§ SELECTED EXCERPT:
* * *
Vaipava couldn't lift it, and the crowd erupted in cheers for Jeremy - led by fellow Indian athletes: Mirabai Chanu, Kidambi Srikanth and Satwiksairaj Rankireddy.
"My coach calculated and set the weight. Of course, I trusted him". After Vaipava's last lift failed, coach Vijay Sharma burst into tears and told Jeremy that the gold was his. That's when he knew it had actually happened. "I suffered a lot today," he grins before adding that the gold made it all worth it.
The respect between the top lifters was evident. Vaipava swallowed his disappointment and when he came on the podium, he garlanded Jeremy with a traditional Samoan pebble necklace. It was a beautiful moment, as was the hug that followed. "It's a mark of respect, of friendship," said Vaipava. "It was my way of showing respect to the winner."
Now, you couldn't have predicted the finish would be so tight at the start. Jeremy had started the snatch like this was a routine affair in his hometown gym. Much like his hero Mirabai Chanu had on Saturday. He started with a Games record-beating snatch lift of 136kg. And then went on to equal his personal best of 140 kg, a clean 10 kg more than the next best. That buffer is what kept him above Vaipava (who lifted 127 in the snatch).
If the clean and jerk was all about digging deep and finding strength where there was none, the snatch was just... him showing off. 140 kilograms, more than twice his bodyweight, lifted clean over his head in one smooth motion. No jelly elbows, no shaking knees. No screaming, no chest pumping.
Oh, and all this at just 19 years old, in his first Commonwealth Games. Nineteen. First.
* * *
§ USING THE INFORMATION:
**1)** Reproduce the weightlifting report word for word from "If the clean" up to and including "no chest pumping.".
**2)** Take the account of Jeremy's Commonwealth Games weightlifting gold further, picking up after its final sentence.

§ RAW DATA:
* * *
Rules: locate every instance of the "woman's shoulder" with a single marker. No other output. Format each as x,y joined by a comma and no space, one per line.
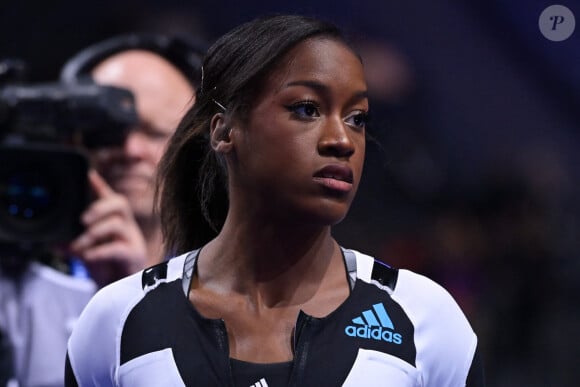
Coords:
* * *
§ ANSWERS FOR EACH ITEM:
**1)**
If the clean and jerk was all about digging deep and finding strength where there was none, the snatch was just... him showing off. 140 kilograms, more than twice his bodyweight, lifted clean over his head in one smooth motion. No jelly elbows, no shaking knees. No screaming, no chest pumping.

**2)**
From the blonde-tipped hair (specially done ahead of the games) to the little golden studs in his ears, Jeremy is pure swag. After the win, he said he was in dreamland, but this was the target all along. In May, Jeremy had made his phone wallpaper a screenshot of a CWG gold medal.
Jeremy Lalrinnunga, winner of a CWG gold. Jeremy Lalrinnunga, also with India's best CWG tattoo so far. pic.twitter.com/SykUDUTiEg
- ESPN India (@ESPNIndia) July 31, 2022
India's only youth Olympic gold medalist in lifting, this was Jeremy's "first" proper senior competition. "The senior events are in a whole different place, it's so much higher" he says, taking immense pride in finishing first on his first attempt. Not that anyone ever doubted he'd hit the ground running, though. Jeremy had always been earmarked for greatness, from very early on. Sharma recalls seeing him do a box jump as high his own forehead when he was 13, and being awestruck.
He had started weightlifting at eight years old, back home in Aizawl, Mizoram. He had started off with boxing, because his father was a national-level boxer, but the moment he saw men lifting massive weights clean over their heads, he knew this was it. "I still love boxing, and do it now and then," said Jeremy, "but there is... how do you put this... a different josh, energy, to lifting." He hurled himself into the sport, the shy kid who spoke nothing but Mizo learning Hindi with the same ease he kept increasing the size and number of metal plates at the end of his bar.
It's the explosiveness which left Sharma awestruck all those years ago that make Jeremy the lifter he is. More than pure strength, weightlifting is all about how you can go from a standing start to 100mph in the shortest time possible. As the numbers support, nobody -- in India, at the Games, in the youth scene across the world -- does it better.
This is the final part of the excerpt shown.